● Directive
Write out the full set of records below exactly.

***** Provided data

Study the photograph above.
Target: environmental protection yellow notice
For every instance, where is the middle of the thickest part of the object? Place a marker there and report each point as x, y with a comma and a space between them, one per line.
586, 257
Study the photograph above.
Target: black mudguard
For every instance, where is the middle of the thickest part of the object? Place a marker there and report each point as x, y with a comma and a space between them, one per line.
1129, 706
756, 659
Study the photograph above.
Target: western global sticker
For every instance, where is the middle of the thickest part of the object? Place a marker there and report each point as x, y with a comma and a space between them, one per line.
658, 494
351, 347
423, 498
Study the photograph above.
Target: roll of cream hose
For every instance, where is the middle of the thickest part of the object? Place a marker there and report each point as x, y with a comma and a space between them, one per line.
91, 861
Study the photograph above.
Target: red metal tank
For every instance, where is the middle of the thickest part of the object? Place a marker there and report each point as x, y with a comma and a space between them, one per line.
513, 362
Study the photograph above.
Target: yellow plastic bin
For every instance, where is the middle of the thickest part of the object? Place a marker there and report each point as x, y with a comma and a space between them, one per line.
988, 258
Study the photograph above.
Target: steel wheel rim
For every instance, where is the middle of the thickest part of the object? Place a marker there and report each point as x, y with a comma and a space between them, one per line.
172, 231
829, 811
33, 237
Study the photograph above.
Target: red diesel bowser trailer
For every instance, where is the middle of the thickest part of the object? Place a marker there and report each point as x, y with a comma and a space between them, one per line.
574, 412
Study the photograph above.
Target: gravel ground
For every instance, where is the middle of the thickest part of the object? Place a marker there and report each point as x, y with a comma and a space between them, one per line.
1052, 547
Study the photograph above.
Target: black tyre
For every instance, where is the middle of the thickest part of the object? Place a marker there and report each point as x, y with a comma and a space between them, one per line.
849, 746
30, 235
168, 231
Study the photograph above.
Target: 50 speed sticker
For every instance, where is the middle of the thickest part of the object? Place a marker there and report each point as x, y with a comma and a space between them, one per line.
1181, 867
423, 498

**********

● Result of the task
Study the photograph above.
Target: environmental protection yellow notice
For every instance, where is the middle of the thickest part of the object? Place a marker there and report each point as x, y with a comma and a space between them, one per line.
586, 257
Study the photograph above.
Target: black mudguard
For every instance, where is the middle of the thickest part of the object? Place a marker there and report each point as x, y with a comma and a space between them, one per line.
1129, 706
756, 659
Study the photograph above.
Target: western global sticker
For every instance, where is the middle of the thickest part of the object? Place a marker there and report each point as x, y with a comma and a space between them, one per line.
658, 494
351, 347
423, 498
Study the photograph above.
Target: roll of cream hose
For every instance, where is the middle of the thickest part of the object? Place a marker there and report each point as x, y with a comma and a space between them, one per line.
91, 861
Study the photograph above.
Target: red metal tank
For every instance, where is the middle of the thickest part of the object? Place a marker there and report each point as x, y with a comma and a space between them, one per line.
513, 362
Study the photograph above.
Target: yellow plastic bin
For every instance, where is the middle of the thickest part of the object? Place a marker there and report each point as x, y with a comma and a space between them, one per line.
988, 258
Study the photograph above.
Target: steel wheel rim
For every instance, where is the middle of the thickest part of the object? Place a marker there and report each point as x, y with a comma and a space between them, one per line.
172, 231
829, 811
33, 237
Study the photograph above.
Target: red diesel bowser trailer
For every instance, where is the middle of the thickest part of the object? Place a marker there and report each point as x, y with a comma and a space between them, one per line.
574, 412
Study the photograph above.
Target: gravel ground
For every instance, where is the middle of the thickest part of the object? Place a marker there and report each point as x, y with a comma and a space between them, one per line.
1052, 547
Study the photograph above.
Target: black tyre
For every instance, where is the middle of the thickest part of the object? Place a marker there and report each point as x, y with a comma and a space between them, one per line.
849, 746
30, 235
168, 231
Study the photograph above.
Target: 50 speed sticker
For every instance, where is the middle of the thickest part of the object? Place a marker there and report each point as x, y with a comma and a space between them, one per line.
1181, 867
423, 498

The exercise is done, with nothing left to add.